Tâche à réaliser: Dans l'article sur la mise en garde de Bouteflika contre le « chaos », quels sont les « vieux arguments censés faire peur » qu'il reprend pour dissuader ses concitoyens de s'exprimer ? Donnez-les tous.

La mise en garde de Bouteflika contre le "chaos" va-t-elle dissuader les Algériens de manifester?

Lors d'une manifestation contre un 5è mandat de Bouteflika.

Lors d'une manifestation contre un 5è mandat de Bouteflika. . DR

Le président algérien a mis en garde jeudi contre une possible "infiltration" de la contestation, susceptible de provoquer le "chaos". Ceci intervient à la veille de nouvelles manifestations qui s'annoncent importantes contre le 5e mandat. "L'argument", va-t-convaincre? Rien n'est moins sûr.

Le 08/03/2019 à 09h11

Dans un message publié par l'agence de presse officielle APS, le président Bouteflika, tout en évitant d'aborder le rejet de sa candidature à l'élection présidentielle par les Algériens, appelle "à la vigilance et à la prudence quant à une éventuelle infiltration de cette expression pacifique par une quelconque partie insidieuse, de l'intérieur ou de l'extérieur, qui pourrait (...) susciter la Fitna (discorde, ndlr) et provoquer le chaos".

Evidemment, sans nommer ladite "partie insidieuse".

Confronté, depuis qu'il a annoncé sa candidature, à une contestation inédite depuis qu'il a été élu pour la première fois en 1999, Bouteflika aura à faire avec un troisième vendredi de mobilisation à travers le pays.

Et pour dissuader ses concitoyens de s'exprimer, il reprend les mêmes vieux arguments censés faire peur: la "tragédie nationale" de la décennie de guerre civile (1992-2002), le terrorisme et le risque de "la déferlante du Printemps arabe".

Ajoutez à cela les les "haineux à l'étranger" et les "cercles" qui "n'ont jamais cessé de conspirer contre notre pays" et le tour est joué.

Le fait est que, âgé de 82 ans, Bouteflika est affaibli par les séquelles d'un AVC qui l'ont empêché depuis 2013 de s'adresser de vive voix à ses concitoyens et ont rendu rares ses apparitions publiques.

Il est officiellement hospitalisé à Genève (Suisse) pour des examens médicaux et son retour n'était toujours pas été annoncé jeudi soir. Mais, pour son directeur de campagne, Abdelghani Zaalane, la santé de Bouteflika "n'inspire aucune inquiétude".

Ce n'est cependant pas ce que dit le très crédible journale suisse La Tribune de Genève. Le prétendant à un 5e mandat à la présidence de l’Algérie se trouve «sous menace vitale permanente» en raison de la dégradation de ses réflexes neurologiques, y lit-on.

D'ailleurs, les Algériens n'y croient pas non plus.

Jeudi, la contestation s'est poursuivie, notamment dans la capitale, où les manifestations, officiellement interdites depuis 2001, sont désormais quasi-quotidiennes.

Un millier d'avocats du barreau d'Alger se sont rassemblés jeudi devant le siège du Conseil constitutionnel qui étudie, depuis le 4 mars, les dossiers de candidature à la présidentielle, en réclamant qu'il invalide celle du chef de l'Etat.

Leurs confrères de Constantine, en grève depuis la veille, se sont aussi rassemblés devant le tribunal de la 3e ville du pays.

Données fournies:
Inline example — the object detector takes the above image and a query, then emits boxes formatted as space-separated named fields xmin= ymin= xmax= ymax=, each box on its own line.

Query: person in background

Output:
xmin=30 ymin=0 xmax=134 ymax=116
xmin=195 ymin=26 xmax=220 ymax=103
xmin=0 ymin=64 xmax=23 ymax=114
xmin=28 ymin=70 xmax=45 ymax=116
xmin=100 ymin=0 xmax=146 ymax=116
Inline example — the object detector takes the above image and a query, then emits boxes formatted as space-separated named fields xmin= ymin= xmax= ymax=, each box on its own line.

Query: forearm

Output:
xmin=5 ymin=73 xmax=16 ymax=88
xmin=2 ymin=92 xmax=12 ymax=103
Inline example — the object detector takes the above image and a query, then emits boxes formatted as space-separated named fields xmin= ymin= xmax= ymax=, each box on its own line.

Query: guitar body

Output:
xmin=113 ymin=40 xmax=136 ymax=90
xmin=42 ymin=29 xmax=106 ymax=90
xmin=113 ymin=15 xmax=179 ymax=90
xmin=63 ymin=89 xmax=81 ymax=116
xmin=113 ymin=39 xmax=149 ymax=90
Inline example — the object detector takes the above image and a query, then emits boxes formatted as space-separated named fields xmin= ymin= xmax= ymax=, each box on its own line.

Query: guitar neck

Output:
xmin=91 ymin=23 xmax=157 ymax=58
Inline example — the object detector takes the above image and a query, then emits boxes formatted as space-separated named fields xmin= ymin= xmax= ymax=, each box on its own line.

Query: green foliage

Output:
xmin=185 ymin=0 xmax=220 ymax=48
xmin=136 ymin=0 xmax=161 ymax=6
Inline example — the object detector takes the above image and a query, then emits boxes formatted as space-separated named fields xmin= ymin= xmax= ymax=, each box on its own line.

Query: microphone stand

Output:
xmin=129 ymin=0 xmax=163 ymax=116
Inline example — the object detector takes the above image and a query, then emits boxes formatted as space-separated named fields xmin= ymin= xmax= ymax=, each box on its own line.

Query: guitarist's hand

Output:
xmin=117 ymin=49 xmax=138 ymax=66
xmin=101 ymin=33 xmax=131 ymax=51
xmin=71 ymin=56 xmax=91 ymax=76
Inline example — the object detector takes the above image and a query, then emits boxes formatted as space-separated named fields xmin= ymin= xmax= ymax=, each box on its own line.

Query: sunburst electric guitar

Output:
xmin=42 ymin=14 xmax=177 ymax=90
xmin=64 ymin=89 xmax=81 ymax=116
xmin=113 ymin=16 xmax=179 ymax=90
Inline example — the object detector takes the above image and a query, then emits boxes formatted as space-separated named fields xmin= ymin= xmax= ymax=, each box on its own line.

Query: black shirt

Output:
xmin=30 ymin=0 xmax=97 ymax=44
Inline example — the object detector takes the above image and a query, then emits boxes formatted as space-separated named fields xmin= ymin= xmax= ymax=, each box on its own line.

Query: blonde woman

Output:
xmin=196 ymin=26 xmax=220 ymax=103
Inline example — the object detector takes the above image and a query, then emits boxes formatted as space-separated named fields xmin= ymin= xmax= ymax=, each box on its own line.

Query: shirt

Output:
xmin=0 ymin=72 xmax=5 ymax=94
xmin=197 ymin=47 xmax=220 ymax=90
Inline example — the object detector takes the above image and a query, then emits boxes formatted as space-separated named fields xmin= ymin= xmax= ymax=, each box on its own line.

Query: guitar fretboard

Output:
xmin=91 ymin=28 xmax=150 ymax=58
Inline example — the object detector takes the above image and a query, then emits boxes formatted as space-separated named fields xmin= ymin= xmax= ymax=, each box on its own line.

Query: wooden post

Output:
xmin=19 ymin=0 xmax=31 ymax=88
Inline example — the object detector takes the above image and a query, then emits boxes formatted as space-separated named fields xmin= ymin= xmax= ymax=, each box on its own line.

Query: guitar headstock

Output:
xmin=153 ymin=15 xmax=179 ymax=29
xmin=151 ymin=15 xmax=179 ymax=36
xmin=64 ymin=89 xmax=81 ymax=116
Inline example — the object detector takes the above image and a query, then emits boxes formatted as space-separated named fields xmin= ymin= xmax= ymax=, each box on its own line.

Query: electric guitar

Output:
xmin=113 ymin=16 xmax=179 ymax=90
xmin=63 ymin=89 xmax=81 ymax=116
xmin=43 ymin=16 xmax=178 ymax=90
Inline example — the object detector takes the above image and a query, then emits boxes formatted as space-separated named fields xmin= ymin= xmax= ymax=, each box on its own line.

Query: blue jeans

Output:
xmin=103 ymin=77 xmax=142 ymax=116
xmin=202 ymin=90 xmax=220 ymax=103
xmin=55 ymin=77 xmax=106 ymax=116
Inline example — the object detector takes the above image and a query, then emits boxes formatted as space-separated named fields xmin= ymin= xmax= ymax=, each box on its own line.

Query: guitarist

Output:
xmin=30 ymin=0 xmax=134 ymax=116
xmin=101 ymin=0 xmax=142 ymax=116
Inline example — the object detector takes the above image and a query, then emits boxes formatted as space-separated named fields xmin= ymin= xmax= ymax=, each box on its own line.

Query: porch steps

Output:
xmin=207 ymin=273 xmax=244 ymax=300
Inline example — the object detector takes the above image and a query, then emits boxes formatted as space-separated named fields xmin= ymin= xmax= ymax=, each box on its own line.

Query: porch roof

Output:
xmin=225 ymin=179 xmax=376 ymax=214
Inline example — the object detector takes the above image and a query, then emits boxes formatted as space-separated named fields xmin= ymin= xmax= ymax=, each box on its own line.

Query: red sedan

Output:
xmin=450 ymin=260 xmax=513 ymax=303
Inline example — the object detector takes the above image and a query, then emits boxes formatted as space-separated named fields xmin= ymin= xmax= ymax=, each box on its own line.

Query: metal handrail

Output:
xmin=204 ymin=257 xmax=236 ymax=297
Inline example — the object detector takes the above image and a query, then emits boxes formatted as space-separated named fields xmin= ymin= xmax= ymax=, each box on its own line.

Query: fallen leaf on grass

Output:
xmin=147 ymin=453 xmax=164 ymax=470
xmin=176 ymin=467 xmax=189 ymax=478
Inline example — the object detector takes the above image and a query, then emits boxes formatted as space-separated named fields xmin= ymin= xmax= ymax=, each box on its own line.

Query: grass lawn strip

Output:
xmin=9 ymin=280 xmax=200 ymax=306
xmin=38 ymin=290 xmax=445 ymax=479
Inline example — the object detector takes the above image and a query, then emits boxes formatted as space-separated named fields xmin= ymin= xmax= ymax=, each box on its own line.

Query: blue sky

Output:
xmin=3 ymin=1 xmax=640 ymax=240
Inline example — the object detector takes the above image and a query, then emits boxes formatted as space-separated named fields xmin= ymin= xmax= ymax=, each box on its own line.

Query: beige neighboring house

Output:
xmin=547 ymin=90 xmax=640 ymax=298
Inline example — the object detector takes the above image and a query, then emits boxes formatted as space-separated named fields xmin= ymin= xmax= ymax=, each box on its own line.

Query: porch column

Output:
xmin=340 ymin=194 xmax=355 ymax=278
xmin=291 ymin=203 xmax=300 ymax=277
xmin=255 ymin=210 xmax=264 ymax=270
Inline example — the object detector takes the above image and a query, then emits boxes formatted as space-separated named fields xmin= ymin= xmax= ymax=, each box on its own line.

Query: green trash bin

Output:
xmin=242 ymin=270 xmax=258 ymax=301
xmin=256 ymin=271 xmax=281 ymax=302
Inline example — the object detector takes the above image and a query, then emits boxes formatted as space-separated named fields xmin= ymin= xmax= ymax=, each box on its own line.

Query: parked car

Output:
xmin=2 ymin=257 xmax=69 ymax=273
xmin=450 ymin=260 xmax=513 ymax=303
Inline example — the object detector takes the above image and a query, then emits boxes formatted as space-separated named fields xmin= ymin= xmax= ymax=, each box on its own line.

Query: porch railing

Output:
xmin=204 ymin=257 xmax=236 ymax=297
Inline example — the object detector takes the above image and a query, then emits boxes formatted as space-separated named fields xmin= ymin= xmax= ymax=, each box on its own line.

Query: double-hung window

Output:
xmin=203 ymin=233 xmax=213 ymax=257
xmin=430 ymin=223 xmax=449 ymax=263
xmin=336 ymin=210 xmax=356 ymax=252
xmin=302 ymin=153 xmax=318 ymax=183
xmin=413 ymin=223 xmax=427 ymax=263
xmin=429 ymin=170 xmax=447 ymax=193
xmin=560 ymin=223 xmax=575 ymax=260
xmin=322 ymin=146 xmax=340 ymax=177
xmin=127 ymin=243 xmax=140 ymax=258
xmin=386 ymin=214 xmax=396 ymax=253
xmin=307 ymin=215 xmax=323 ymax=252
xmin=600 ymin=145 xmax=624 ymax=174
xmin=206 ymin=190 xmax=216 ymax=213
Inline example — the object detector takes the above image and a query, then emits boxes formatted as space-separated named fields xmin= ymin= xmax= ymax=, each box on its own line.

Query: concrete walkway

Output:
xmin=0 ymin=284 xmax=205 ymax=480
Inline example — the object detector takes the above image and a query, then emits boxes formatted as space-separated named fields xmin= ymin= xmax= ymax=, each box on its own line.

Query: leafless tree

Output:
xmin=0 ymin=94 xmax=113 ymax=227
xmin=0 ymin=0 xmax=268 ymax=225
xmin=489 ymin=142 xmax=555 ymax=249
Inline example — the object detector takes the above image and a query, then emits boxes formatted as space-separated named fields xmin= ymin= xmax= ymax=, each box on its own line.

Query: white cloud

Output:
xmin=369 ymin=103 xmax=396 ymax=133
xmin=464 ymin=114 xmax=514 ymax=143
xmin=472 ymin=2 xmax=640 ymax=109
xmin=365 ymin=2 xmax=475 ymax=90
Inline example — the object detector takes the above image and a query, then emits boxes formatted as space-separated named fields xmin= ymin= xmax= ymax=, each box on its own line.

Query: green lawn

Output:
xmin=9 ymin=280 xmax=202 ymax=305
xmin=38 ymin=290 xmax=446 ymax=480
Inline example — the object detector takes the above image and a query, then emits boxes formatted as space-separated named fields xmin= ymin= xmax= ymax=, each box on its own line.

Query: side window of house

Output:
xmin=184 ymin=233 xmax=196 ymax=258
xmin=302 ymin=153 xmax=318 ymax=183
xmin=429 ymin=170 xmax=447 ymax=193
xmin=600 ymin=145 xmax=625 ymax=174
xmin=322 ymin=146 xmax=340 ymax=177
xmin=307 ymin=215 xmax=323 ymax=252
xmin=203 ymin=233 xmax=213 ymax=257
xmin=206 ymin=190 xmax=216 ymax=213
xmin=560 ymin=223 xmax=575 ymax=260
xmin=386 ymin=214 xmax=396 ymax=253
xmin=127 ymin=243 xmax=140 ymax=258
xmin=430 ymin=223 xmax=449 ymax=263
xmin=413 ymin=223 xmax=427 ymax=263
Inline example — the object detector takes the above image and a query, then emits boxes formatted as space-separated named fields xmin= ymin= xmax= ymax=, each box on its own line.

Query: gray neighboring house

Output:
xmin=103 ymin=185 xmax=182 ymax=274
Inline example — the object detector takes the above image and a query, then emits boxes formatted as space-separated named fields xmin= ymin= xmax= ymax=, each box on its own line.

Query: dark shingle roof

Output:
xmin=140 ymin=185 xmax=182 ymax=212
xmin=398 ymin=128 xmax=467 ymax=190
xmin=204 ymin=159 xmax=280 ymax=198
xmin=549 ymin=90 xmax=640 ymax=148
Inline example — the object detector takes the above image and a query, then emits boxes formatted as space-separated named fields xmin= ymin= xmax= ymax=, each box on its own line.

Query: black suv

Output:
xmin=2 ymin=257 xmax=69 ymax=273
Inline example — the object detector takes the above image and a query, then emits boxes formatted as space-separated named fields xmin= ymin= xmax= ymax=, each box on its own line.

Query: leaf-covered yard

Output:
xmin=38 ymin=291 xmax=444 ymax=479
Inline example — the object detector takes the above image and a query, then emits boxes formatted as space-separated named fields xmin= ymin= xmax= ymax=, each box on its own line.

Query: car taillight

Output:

Votre réponse:
- la « tragédie nationale » de la décennie de guerre civile (1992-2002)
- le terrorisme
- le risque de « la déferlante du Printemps arabe »